WHAT THE TASK REQUIRES: Rewrite the listing between the lines holding "If you could mark the prayer" and "(1094, 466)", inclusive, keeping each request line unchanged and offsetting every coordinate number by 89.

Position identification listing:
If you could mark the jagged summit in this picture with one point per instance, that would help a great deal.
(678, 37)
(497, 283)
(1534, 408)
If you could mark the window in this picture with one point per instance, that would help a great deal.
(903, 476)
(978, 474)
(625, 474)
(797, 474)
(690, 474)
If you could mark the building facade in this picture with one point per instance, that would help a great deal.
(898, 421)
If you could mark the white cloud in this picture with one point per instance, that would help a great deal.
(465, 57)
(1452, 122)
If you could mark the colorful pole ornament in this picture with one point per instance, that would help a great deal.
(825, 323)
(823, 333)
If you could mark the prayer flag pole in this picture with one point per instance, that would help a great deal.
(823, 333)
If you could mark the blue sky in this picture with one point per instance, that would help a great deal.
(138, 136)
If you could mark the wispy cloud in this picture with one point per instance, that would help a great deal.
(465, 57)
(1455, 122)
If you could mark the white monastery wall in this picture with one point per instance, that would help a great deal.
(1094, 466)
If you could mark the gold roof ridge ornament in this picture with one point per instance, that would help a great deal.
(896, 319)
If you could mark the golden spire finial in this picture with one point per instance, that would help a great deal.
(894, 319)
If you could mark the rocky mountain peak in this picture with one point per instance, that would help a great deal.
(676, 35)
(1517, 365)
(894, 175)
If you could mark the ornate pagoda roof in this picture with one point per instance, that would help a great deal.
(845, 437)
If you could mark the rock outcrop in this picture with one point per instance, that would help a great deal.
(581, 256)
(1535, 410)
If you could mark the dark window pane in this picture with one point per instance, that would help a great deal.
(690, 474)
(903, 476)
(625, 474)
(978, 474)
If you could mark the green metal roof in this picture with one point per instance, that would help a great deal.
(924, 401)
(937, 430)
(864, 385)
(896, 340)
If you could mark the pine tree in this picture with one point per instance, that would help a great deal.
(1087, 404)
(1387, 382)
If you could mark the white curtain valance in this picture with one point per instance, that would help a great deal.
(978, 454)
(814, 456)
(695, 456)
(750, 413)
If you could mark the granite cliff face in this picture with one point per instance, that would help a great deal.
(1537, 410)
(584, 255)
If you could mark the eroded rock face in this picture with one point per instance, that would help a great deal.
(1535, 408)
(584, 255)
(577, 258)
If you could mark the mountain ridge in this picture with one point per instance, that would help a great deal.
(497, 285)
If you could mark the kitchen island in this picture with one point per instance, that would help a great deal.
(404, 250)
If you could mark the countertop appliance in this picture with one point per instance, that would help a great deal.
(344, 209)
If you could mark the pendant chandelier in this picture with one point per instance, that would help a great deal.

FINAL RESULT:
If you could mark the prayer flag pole in this picture with one point per instance, that would help a great deal.
(912, 422)
If you could mark the blue sky in this picture with one point per instance, that would help a great deal.
(227, 225)
If you could mark the wispy cloud in this picture with one point per instance, that would help a great deal.
(554, 146)
(1544, 211)
If you could mark the white monastery wall in this picture with one point per instance, that would help a great deal.
(1183, 555)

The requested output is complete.